The problem
Tell how many lines of the data below have the string "marker" in them. Say nothing more.

Data records
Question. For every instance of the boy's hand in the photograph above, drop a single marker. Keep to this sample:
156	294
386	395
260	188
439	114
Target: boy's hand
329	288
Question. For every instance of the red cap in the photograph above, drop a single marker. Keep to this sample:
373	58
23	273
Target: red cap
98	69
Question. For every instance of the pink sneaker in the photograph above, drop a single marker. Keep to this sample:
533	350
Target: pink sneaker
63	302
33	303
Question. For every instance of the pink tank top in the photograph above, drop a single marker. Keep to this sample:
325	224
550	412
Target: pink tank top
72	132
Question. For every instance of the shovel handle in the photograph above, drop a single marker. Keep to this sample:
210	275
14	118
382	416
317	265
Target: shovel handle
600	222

--

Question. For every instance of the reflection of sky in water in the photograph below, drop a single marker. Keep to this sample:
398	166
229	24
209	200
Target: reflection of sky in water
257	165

Result of this task
6